Extrait de page —
Par ailleurs, la société Lidl justifie par six relevés de prix qu’elle a fait effectuer le 16 mars 2020 et entre le 22 juin et le 20 juillet 2020 par la société Optimix, dans 50 zones de chalandises définies par les sociétés Carrefour, que les produits commercialisés par ces dernières ne sont pas systématiquement proposés au prix le plus bas, certains étant à un prix comparable à ceux pratiqués par la société Lidl tandis que d’autres sont proposés à un prix supérieur.

Pour la période susvisée, et sur la liste des 94 produits issus de la liste 'prix imbattable' communs aux deux enseignes, le pourcentage de produits proposés par Carrefour à un prix plus élevé que ceux proposés par Lidl varie entre 28 % et 49 %.

Ces résultats ne sont donc pas en cohérence avec la garantie annoncée de 'prix le plus bas toute l’année' et apparaissent de nature à pouvoir remettre en cause la fiabilité des slogans susvisés, permettant ainsi à la société Lidl de justifier d’une présomption de pratique commerciale trompeuse.

La critique émise par les sociétés Carrefour portant sur la méthodologie retenue pour la réalisation des relevés de prix est inopérante dès lors que ceux-ci ne sont pas produits pour justifier des demandes dans le cadre d’une procédure au fond mais seulement pour étayer l’existence d’un motif légitime et demander, sur le fondement de l’article 145 du code de procédure civile, une mesure d’instruction et ce d’autant que les relevés de prix produits par les appelantes (pièce 54) n’infirment pas les résultats de l’étude de la société Optimix.

Enfin, les contestations élevées par les sociétés Carrefour quant à la légalité de leur campagne publicitaire ne sont pas davantage de nature à faire échec à la demande de la société Lidl dès lors qu’il n’appartient pas à la présente juridiction, saisie sur le fondement de l’article 145 du code de procédure civile, de statuer sur le degré de sérieux des contestations, la cour rappelant que la présente action n’implique aucun préjugé sur la responsabilité des parties appelées à la procédure ni sur les chances de succès du procès susceptible d’être ultérieurement engagé.

Informations extraites —
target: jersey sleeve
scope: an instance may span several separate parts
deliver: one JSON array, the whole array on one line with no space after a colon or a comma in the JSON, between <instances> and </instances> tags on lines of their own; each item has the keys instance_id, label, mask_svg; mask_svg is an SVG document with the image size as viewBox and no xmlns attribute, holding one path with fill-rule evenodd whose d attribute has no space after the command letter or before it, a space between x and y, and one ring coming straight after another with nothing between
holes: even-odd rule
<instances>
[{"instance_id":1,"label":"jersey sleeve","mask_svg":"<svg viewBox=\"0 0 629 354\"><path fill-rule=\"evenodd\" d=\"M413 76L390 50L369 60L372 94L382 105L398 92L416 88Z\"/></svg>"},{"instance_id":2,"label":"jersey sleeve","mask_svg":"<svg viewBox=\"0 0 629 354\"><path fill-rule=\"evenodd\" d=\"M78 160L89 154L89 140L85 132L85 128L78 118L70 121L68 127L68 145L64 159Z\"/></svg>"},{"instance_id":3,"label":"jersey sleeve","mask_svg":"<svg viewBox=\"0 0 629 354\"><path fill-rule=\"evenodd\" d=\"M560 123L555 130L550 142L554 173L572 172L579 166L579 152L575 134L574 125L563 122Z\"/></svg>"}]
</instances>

Consigne 1 — Recopiez, dans l'extrait sur le litige entre Lidl et Carrefour, le passage qui s'ouvre sur les mots «Ces résultats ne» et se ferme sur «la société Optimix.».
Consigne 2 — Rédigez la suite de l'extrait sur le litige entre Lidl et Carrefour, à partir de sa dernière phrase.
Les items n'ont aucun rôle dans ce travail.

Réponse rédigée 1 —
Ces résultats ne sont donc pas en cohérence avec la garantie annoncée de 'prix le plus bas toute l’année' et apparaissent de nature à pouvoir remettre en cause la fiabilité des slogans susvisés, permettant ainsi à la société Lidl de justifier d’une présomption de pratique commerciale trompeuse.

La critique émise par les sociétés Carrefour portant sur la méthodologie retenue pour la réalisation des relevés de prix est inopérante dès lors que ceux-ci ne sont pas produits pour justifier des demandes dans le cadre d’une procédure au fond mais seulement pour étayer l’existence d’un motif légitime et demander, sur le fondement de l’article 145 du code de procédure civile, une mesure d’instruction et ce d’autant que les relevés de prix produits par les appelantes (pièce 54) n’infirment pas les résultats de l’étude de la société Optimix.

Réponse rédigée 2 —
Au regard des éléments qui précèdent, les slogans publicitaires, qui induisent dans l’esprit du consommateur moyen, normalement informé et raisonnablement attentif et avisé, que les sociétés Carrefour pratiquent, toute l’année, des prix plus bas que leurs concurrents sur 500 produits de grandes marques, suffisent à rendre plausible une violation par les appelantes des dispositions des textes susvisés et à démontrer l’intérêt de la société Lidl à solliciter la communication de pièces permettant de contrôler la véracité des slogans publicitaires et la loyauté de la campagne publicitaire, dans la perspective d’un litige futur éventuel, qui n’apparaît pas, à ce stade, manifestement voué à l’échec.

La mesure d’instruction destinée à améliorer la situation probatoire de la société Lidl, se doit de concilier le droit à la preuve, auquel prétend cette dernière avec le droit au secret des affaires, auquel prétendent les sociétés Carrefour, étant rappelé que la mesure doit être utile et pertinente pour l’éventuel futur procès.

La décision entreprise en ce qu’elle a ordonné la communication de :

• la liste des magasins sous enseigne Carrefour dont les magasins franchisés ayant participé à l’opération « prix imbattable » depuis le 1er janvier 2020, l’historique d’affichage des bandeaux et mentions « prix imbattable» sur le site carrefour.fr,

• un échantillonnage complet mensuel des fichiers, documents, flyers, catalogues et prospectus mentionnant l’opération «prix imbattable», «500 produits de grandes marques», «prix le plus bas garanti toute l’année», «2 fois la différence» depuis le 1er janvier 2020, à raison d’un exemplaire de catalogue ou prospectus, bandeau, insertion sur tous supports par mois et complété par une liste complémentaire exhaustive de l’intégralité des opérations recourant à l’utilisation de la mention prix imbattable depuis le 1er janvier 2020,

• le plan média, y compris presse, TV radio, et hors média depuis le 1er janvier 2020 jusqu’à la date de l’ordonnance,

• les modalités des relevés effectués pour vérifier la garantie « prix imbattable », la méthodologie exhaustive utilisée pour pouvoir affirmer que les prix seraient imbattables toute l’année,

• et le processus mis en place pour garantir l’application du dispositif « prix imbattable » chez les franchisés,

sera confirmée, les sociétés Carrefour ne démontrant pas que les informations susvisées seraient inutiles à la résolution d’un futur procès ni qu’elles porteraient une atteinte manifestement disproportionnée à leurs droits.

Ces pièces apparaissent en revanche pertinentes dès lors qu’elles sont de nature à justifier l’étendue de la campagne publicitaire, la véracité des slogans utilisés et le contrôle par les appelantes du respect par leurs franchisés de la campagne publicitaire qu’elles mettent en oeuvre.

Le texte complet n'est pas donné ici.